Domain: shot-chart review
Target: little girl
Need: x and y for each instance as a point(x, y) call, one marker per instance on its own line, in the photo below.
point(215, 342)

---

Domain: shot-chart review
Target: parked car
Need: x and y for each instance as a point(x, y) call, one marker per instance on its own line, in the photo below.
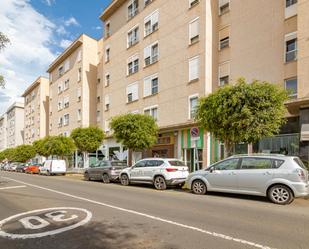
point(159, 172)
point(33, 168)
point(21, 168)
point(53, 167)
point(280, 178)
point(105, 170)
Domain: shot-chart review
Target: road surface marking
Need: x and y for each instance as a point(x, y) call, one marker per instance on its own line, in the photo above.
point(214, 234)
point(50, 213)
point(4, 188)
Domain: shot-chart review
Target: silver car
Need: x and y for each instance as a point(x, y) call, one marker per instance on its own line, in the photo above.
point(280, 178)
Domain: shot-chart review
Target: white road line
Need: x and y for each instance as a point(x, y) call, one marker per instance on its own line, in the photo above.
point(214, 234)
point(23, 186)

---

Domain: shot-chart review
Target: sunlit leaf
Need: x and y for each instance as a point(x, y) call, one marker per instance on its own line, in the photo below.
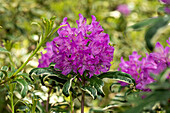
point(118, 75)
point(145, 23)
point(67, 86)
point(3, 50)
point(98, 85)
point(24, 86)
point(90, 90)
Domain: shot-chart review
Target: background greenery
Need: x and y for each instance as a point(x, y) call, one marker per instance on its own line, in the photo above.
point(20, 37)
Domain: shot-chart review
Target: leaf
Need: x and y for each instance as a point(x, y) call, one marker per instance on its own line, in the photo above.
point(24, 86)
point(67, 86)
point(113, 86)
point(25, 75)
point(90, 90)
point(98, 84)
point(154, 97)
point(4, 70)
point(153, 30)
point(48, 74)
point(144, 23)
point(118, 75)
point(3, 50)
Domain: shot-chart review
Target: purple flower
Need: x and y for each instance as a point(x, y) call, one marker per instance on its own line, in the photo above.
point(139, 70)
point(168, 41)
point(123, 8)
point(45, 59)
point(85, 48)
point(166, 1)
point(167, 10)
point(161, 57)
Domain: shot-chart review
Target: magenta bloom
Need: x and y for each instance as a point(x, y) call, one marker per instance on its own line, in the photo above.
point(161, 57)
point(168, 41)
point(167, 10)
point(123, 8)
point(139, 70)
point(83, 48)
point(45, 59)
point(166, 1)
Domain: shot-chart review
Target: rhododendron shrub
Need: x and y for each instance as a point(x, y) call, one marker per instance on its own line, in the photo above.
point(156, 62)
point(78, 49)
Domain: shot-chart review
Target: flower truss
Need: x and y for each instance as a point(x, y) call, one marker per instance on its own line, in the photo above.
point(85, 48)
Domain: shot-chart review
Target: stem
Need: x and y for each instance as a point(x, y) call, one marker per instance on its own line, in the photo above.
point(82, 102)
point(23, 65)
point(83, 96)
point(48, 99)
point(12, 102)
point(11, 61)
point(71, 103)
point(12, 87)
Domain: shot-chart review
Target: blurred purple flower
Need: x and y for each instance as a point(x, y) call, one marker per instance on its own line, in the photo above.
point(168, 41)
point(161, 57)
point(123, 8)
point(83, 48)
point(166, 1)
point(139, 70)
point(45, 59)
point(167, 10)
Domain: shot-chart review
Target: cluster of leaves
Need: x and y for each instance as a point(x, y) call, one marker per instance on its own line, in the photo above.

> Problem
Could you set down, word for word, only the lines above from the line with "Target: background greenery" to the line with "Target: blurred purple flower", including both?

> Answer to this problem
Target: background greenery
Need: x and y for each instance as a point(x, y) call, one marker per instance on its own line, in the photo above.
point(20, 37)
Domain: shot-chart review
Target: leaf
Need: x and y for each instance as a point(x, y) call, one marker per instance on its own line, in the photo above.
point(24, 86)
point(67, 86)
point(113, 86)
point(25, 75)
point(90, 90)
point(98, 84)
point(154, 97)
point(4, 70)
point(153, 30)
point(48, 74)
point(144, 23)
point(118, 75)
point(3, 50)
Domain: shot-chart review
Target: purple flower
Need: x and y for each instance as a point(x, y) call, one marker per instance on its own line, in the photo above.
point(139, 70)
point(168, 41)
point(123, 8)
point(45, 59)
point(85, 48)
point(166, 1)
point(167, 10)
point(161, 57)
Domain: shot-chart review
Target: magenta bloom
Need: x and y for each instance as a point(x, y) call, one marker per instance on its own line, in the photo above.
point(161, 57)
point(168, 41)
point(167, 10)
point(123, 8)
point(139, 70)
point(83, 48)
point(45, 59)
point(166, 1)
Domain: shot-chart review
Target: rhododendron shrub
Need: x and y for each instance as a point(x, y) call, one marker per instance on its own line, in the photo above.
point(156, 62)
point(78, 49)
Domain: shot-chart review
Target: flower truss
Need: x and y for each instance as a point(x, y) call, one marker per instance on its own line, in the photo above.
point(85, 48)
Domain: shot-chart review
Target: stem
Need: x and y for each instance as a point(x, y) call, one marker per instance on its own line, in the photo above.
point(82, 102)
point(23, 65)
point(83, 96)
point(48, 99)
point(12, 102)
point(11, 61)
point(71, 103)
point(12, 87)
Domain: shot-chart review
Target: blurred purple flower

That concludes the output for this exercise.